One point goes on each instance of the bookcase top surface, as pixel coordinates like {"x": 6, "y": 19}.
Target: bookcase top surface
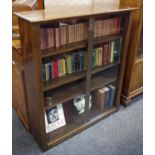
{"x": 68, "y": 12}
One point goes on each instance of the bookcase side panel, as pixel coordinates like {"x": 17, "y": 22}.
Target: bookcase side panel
{"x": 33, "y": 82}
{"x": 125, "y": 44}
{"x": 89, "y": 63}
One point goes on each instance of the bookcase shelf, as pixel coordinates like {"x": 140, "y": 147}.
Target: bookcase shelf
{"x": 57, "y": 82}
{"x": 79, "y": 89}
{"x": 74, "y": 46}
{"x": 63, "y": 90}
{"x": 77, "y": 126}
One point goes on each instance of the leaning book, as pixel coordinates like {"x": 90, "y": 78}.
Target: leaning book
{"x": 54, "y": 118}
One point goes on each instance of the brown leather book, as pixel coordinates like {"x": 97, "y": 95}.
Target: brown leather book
{"x": 99, "y": 99}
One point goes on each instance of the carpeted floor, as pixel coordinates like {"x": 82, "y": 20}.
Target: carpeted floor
{"x": 118, "y": 134}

----

Action item – Extract every line of the data exactly; pictures stay out.

Result of this exercise –
One point goes on each instance of the bookcase top surface, as pixel coordinates like {"x": 6, "y": 19}.
Target: bookcase top surface
{"x": 68, "y": 12}
One point goes on each instance of the bookcase side panel, as pixel coordinates like {"x": 17, "y": 22}.
Target: bookcase side panel
{"x": 33, "y": 82}
{"x": 125, "y": 44}
{"x": 89, "y": 63}
One point goes on each instance of the bookcase shelf, as pixel coordinates like {"x": 140, "y": 147}.
Target: bookcase shelf
{"x": 57, "y": 82}
{"x": 79, "y": 89}
{"x": 74, "y": 46}
{"x": 63, "y": 90}
{"x": 77, "y": 126}
One point goes on each instance of the leaning book, as pixel coordinates like {"x": 90, "y": 78}.
Target: leaning book
{"x": 54, "y": 118}
One point goes on each instance of the brown leather book, as pixel coordinates like {"x": 97, "y": 95}.
Target: brown leather book
{"x": 99, "y": 99}
One point goes on each instance of the carpeted floor, as pixel coordinates like {"x": 82, "y": 20}.
Target: carpeted floor
{"x": 118, "y": 134}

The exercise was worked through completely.